#### Dataset content
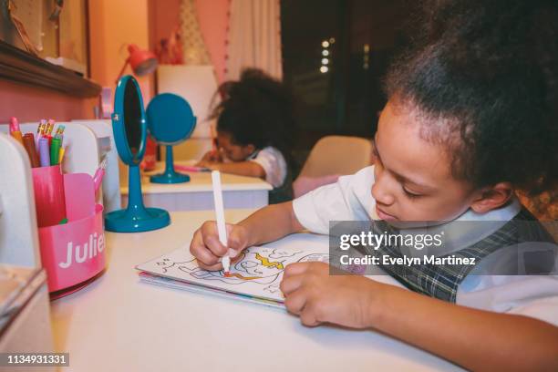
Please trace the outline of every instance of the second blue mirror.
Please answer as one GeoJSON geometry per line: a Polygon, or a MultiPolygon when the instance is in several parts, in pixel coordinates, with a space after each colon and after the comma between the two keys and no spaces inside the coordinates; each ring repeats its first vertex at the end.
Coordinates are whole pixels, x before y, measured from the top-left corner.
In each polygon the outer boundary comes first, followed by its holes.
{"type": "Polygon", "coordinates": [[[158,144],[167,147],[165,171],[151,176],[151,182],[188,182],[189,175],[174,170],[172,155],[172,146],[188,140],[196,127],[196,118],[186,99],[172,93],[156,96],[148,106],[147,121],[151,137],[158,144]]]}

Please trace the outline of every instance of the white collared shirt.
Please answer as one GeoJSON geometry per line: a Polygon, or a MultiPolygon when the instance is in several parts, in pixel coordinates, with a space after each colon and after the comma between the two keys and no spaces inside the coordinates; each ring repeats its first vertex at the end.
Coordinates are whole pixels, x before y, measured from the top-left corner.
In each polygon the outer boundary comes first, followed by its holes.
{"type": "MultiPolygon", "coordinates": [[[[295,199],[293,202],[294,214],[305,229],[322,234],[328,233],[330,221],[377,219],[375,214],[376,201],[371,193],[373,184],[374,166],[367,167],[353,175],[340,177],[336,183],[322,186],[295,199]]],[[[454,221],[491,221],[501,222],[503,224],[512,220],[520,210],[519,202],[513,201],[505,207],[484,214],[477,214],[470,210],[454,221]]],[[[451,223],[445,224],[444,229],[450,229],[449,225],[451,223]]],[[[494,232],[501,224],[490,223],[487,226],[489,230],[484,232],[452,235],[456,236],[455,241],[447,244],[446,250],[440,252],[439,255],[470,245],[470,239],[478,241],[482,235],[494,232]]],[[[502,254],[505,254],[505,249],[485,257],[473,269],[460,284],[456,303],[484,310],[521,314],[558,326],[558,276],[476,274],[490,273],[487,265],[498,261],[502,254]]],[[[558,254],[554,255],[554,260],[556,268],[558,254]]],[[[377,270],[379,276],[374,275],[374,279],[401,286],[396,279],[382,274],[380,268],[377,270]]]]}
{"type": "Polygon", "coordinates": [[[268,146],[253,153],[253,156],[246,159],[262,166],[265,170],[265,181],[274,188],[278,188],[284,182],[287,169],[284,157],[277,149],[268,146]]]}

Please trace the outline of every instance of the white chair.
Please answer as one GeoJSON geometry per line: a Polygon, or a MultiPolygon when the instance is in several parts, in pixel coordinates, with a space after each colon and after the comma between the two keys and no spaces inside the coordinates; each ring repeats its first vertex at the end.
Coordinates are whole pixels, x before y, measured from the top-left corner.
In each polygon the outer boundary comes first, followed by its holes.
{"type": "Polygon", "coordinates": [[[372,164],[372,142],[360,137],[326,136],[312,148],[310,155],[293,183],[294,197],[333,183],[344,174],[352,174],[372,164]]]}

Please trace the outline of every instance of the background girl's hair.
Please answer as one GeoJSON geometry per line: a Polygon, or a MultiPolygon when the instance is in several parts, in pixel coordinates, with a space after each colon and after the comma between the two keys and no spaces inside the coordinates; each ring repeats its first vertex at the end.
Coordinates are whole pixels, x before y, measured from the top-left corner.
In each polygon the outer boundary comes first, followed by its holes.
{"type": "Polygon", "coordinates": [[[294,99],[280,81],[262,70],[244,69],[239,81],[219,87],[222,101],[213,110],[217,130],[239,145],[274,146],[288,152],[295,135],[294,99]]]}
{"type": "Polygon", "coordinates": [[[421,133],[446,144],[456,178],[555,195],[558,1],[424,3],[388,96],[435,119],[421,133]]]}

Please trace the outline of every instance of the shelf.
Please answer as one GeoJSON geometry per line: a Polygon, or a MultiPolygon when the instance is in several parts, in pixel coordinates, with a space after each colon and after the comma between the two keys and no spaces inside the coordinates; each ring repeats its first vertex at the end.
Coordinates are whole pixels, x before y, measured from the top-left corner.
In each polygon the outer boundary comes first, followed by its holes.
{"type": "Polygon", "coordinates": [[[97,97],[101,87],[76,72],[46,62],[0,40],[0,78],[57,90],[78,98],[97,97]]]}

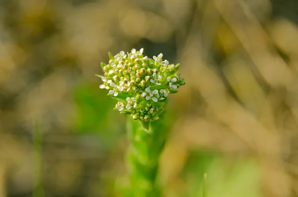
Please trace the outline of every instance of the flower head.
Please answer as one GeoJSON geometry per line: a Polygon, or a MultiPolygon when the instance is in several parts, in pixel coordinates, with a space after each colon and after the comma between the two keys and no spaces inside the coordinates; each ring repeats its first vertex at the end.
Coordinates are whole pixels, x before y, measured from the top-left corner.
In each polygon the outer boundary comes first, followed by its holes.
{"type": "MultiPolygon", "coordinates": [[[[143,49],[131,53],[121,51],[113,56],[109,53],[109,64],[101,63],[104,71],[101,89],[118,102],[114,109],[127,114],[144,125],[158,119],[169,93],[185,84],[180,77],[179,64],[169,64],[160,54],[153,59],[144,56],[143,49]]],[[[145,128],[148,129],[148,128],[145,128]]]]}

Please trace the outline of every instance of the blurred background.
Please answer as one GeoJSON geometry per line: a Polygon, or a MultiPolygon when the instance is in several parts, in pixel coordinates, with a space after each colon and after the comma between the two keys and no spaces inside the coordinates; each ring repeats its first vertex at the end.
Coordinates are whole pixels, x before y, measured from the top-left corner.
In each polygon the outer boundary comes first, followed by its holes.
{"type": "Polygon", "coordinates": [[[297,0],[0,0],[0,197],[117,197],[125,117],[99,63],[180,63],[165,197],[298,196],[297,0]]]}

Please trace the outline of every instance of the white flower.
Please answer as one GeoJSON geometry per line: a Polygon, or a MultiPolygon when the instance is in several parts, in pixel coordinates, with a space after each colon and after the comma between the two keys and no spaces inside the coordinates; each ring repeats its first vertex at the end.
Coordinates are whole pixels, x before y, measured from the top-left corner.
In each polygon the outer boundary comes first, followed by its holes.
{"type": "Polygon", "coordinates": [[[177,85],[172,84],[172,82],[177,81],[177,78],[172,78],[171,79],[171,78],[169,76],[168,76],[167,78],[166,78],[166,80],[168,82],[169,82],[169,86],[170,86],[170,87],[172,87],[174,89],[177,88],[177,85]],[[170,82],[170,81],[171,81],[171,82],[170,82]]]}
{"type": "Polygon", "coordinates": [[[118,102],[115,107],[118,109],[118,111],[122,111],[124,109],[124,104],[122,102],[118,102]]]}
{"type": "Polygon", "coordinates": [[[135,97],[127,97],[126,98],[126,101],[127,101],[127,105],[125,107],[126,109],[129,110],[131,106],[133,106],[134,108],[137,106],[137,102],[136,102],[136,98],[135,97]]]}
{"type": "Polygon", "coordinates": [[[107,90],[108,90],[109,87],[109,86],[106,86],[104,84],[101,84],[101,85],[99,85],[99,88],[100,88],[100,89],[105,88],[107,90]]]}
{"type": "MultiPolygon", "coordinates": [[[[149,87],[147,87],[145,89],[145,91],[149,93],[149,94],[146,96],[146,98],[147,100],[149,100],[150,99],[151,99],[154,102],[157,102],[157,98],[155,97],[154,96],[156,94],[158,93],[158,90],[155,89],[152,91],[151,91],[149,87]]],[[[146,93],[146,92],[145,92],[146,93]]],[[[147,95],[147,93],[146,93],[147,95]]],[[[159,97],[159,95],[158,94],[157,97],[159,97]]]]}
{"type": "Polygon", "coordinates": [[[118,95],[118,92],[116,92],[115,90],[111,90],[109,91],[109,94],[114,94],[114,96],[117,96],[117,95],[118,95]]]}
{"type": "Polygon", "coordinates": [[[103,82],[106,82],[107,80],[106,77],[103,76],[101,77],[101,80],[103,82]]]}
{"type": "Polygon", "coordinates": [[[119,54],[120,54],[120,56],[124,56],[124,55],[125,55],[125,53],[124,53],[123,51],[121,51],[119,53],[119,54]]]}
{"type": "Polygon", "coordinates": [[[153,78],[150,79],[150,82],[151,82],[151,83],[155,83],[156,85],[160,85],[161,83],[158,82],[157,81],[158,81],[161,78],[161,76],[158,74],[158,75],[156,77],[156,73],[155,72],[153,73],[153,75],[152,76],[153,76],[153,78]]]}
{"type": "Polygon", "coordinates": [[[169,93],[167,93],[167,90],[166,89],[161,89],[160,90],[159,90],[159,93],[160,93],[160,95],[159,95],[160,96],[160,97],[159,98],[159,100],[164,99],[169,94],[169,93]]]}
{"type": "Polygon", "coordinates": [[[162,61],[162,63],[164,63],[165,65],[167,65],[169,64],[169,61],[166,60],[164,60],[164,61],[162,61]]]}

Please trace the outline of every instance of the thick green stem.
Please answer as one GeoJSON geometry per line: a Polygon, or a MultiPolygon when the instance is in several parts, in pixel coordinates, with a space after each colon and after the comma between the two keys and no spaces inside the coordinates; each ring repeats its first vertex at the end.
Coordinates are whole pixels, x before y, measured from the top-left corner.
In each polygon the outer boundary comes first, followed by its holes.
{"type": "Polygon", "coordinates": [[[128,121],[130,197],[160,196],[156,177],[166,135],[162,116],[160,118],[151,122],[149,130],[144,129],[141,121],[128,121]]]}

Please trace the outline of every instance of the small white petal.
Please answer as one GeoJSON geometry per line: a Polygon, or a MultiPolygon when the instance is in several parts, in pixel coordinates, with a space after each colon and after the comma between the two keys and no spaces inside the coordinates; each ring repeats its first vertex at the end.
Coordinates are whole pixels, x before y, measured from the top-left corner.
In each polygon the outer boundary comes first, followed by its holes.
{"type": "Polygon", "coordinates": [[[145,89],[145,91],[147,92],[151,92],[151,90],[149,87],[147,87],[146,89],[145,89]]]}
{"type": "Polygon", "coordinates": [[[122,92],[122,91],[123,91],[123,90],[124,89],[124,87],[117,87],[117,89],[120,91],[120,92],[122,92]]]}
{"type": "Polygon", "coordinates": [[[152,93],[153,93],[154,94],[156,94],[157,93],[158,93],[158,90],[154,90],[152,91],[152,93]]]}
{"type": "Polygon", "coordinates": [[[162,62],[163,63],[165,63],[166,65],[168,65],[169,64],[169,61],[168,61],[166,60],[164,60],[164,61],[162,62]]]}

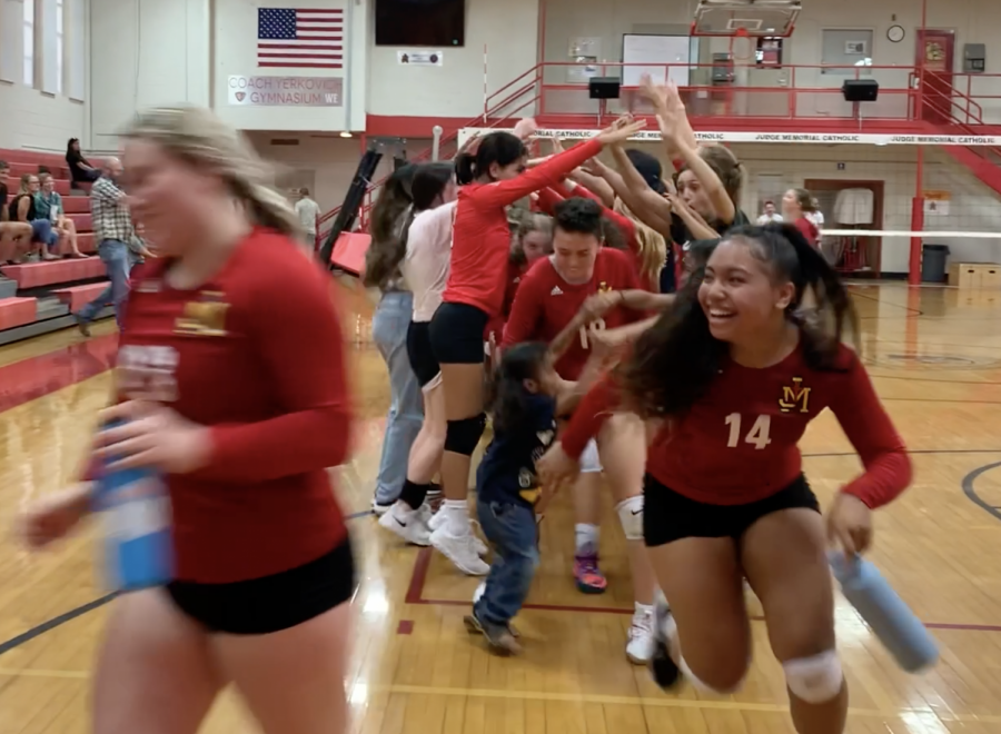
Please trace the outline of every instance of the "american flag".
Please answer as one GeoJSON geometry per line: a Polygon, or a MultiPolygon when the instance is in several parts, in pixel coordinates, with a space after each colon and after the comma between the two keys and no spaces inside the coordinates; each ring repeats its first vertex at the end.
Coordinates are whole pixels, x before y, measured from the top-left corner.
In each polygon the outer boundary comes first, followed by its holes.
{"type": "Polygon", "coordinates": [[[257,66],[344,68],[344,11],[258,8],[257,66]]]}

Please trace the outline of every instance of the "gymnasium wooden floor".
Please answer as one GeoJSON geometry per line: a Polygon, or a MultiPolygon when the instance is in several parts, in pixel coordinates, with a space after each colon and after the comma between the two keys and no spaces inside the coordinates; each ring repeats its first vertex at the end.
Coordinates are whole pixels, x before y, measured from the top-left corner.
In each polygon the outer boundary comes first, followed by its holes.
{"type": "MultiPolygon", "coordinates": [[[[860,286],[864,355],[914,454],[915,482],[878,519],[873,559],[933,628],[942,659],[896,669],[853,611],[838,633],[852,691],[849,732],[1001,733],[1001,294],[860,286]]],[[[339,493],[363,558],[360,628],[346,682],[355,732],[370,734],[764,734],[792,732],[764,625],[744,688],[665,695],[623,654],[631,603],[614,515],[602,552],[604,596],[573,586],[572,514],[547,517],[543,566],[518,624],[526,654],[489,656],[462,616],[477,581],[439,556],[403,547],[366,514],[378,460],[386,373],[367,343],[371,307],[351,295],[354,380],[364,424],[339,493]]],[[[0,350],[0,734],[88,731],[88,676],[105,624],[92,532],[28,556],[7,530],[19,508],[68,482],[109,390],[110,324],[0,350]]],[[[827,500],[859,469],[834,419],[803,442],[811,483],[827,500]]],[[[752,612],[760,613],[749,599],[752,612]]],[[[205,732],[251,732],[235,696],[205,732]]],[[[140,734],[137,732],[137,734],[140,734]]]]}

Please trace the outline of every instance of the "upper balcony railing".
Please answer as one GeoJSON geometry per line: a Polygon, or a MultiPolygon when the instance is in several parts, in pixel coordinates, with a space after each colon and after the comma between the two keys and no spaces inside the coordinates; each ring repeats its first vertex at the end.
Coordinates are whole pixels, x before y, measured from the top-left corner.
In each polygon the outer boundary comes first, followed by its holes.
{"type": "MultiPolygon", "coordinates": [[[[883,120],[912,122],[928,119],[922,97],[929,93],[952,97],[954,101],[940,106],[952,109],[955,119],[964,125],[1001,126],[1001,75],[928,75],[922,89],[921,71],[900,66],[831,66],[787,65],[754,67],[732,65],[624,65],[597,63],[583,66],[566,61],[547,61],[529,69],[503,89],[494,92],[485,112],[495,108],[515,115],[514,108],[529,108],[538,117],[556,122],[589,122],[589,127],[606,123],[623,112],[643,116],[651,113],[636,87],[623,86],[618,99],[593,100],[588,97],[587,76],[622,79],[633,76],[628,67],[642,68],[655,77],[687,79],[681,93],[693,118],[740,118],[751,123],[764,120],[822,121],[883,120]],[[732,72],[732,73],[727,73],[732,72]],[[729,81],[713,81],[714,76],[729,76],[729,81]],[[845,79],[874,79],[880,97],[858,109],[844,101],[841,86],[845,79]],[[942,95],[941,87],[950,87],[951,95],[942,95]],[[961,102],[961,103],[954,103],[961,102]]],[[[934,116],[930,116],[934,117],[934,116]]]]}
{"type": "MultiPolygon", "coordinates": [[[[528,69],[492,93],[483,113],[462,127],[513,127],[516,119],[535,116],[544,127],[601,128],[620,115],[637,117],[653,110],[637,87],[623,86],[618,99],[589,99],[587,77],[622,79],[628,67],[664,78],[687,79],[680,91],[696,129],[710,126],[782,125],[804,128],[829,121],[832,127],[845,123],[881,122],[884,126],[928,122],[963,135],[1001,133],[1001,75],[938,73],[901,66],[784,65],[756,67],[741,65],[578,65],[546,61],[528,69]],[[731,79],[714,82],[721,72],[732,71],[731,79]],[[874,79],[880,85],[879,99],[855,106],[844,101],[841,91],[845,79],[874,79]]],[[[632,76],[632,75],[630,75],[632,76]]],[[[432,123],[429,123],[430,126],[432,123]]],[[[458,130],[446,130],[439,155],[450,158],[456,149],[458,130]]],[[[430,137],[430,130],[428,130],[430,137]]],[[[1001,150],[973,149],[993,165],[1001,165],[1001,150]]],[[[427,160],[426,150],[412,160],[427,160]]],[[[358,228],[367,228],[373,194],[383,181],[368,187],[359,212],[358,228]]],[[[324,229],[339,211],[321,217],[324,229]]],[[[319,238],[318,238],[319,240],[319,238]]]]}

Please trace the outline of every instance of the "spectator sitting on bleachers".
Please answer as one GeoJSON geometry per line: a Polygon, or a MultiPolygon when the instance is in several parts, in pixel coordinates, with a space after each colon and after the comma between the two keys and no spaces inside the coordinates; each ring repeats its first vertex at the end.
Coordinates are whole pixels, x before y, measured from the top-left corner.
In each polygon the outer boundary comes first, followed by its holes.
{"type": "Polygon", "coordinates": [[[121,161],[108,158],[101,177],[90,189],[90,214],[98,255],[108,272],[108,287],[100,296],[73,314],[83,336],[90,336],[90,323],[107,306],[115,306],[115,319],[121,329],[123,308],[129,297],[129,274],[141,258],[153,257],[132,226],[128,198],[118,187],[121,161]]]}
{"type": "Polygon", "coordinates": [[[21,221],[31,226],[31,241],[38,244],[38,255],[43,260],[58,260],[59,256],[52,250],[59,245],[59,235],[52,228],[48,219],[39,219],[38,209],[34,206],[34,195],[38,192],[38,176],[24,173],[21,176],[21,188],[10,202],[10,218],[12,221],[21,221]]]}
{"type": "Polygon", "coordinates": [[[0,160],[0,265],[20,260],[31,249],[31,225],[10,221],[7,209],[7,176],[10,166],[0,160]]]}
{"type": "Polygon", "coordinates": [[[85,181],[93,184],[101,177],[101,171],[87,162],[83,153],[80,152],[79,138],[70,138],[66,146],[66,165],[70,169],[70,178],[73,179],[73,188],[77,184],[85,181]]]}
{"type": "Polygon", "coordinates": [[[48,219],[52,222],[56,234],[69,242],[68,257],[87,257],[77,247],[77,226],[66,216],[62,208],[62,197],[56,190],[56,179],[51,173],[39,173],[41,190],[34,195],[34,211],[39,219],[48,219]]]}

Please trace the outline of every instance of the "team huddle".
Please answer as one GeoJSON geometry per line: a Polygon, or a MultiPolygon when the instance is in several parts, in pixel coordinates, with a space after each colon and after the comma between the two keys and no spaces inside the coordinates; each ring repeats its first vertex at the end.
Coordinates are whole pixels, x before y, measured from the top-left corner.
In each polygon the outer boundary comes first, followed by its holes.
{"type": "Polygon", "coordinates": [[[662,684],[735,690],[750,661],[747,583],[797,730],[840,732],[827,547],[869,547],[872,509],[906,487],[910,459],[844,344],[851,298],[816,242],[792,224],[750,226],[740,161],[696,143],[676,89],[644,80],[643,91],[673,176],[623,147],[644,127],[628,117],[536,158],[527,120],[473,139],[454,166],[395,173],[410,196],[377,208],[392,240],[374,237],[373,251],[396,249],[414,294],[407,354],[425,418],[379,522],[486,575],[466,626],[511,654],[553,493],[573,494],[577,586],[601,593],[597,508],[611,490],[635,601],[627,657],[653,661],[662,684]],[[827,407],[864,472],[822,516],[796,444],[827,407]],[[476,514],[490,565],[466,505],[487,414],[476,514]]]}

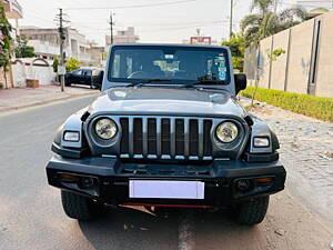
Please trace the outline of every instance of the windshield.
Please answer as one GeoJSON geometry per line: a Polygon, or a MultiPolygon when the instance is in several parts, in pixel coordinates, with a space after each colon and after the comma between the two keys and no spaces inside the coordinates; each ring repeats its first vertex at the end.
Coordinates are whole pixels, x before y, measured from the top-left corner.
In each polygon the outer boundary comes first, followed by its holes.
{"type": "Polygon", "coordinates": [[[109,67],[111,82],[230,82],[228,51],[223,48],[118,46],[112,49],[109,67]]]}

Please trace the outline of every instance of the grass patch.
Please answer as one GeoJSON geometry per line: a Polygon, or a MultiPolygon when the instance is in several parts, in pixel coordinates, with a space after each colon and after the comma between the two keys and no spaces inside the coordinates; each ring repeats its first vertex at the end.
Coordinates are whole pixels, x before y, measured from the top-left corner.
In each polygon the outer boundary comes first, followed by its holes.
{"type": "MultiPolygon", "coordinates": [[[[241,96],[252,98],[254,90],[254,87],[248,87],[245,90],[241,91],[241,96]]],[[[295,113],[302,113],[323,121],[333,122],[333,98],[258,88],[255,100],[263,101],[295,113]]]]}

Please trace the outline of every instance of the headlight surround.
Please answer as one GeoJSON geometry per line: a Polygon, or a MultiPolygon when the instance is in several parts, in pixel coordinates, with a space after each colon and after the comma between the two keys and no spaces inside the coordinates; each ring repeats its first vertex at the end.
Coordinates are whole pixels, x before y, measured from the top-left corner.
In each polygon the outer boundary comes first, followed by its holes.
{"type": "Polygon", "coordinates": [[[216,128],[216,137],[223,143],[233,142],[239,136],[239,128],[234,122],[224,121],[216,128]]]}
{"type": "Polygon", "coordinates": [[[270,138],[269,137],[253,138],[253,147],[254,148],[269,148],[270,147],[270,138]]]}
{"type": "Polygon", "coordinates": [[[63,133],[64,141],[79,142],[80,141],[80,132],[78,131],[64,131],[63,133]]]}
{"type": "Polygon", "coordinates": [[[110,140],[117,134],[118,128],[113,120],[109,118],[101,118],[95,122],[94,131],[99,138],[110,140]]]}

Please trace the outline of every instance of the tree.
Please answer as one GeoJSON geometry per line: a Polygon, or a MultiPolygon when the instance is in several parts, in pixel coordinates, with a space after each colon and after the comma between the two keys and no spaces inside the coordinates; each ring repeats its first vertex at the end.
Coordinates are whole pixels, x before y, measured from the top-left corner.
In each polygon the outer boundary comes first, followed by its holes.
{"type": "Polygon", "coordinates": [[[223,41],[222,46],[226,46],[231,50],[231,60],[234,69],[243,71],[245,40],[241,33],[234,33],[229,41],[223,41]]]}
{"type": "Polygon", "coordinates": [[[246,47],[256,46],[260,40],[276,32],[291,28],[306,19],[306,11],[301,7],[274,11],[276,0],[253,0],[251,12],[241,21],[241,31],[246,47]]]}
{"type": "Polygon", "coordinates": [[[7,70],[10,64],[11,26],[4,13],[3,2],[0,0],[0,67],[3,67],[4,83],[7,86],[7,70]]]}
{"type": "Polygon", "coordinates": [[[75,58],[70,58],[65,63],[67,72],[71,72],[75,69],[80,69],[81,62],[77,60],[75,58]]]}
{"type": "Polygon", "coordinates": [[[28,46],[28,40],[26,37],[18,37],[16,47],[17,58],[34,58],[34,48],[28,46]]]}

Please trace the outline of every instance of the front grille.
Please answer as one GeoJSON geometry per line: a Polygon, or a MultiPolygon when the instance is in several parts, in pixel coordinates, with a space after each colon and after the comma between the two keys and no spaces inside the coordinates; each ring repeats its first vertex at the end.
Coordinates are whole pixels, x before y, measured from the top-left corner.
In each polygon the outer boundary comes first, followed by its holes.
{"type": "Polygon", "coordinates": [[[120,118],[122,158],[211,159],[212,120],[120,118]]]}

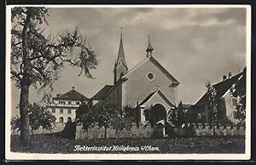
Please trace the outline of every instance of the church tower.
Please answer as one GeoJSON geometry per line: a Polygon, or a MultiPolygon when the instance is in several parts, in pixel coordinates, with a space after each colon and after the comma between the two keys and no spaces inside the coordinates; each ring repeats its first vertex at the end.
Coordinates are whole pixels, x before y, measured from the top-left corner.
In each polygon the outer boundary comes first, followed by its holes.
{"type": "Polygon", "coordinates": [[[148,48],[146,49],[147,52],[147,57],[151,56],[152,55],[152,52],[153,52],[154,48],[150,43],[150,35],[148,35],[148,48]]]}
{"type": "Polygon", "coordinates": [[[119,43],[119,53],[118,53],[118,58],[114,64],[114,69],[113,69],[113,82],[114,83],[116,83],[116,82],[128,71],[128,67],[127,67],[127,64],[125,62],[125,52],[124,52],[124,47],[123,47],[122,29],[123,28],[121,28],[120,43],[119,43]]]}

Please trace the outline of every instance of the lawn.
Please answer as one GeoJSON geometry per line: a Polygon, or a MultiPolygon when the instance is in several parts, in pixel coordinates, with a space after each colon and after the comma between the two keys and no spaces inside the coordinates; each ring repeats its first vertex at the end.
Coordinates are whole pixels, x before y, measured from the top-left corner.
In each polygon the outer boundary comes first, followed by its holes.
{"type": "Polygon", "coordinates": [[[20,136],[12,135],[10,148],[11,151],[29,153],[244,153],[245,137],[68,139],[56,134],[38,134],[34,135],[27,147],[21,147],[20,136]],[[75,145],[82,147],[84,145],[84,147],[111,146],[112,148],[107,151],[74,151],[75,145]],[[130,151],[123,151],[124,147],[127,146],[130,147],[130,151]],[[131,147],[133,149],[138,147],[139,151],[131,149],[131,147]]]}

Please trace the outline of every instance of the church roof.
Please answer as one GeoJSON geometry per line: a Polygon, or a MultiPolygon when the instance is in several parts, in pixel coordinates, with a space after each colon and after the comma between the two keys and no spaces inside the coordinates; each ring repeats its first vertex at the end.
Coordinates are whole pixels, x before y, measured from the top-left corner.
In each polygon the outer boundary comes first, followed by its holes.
########
Job
Output the stretch from the line that contains "Please trace the outline of every instance of the church roof." through the end of the items above as a numbered list, leaving out any blank lines.

Result below
1. Please trace the outline of every instance of the church roof.
2. Please answer as one GeoJSON geometry per line: a Polygon, or a MultiPolygon when the instance is in several parts, in pixel coordinates, with a space after each colon and after the comma between the two keys and no spaces inside the coordinates; each ring repeats its first vertex at the end.
3. Coordinates are whole pixels, x before y, measured from the top-left corner.
4. In each polygon the outer boundary comes first, followed by its holes.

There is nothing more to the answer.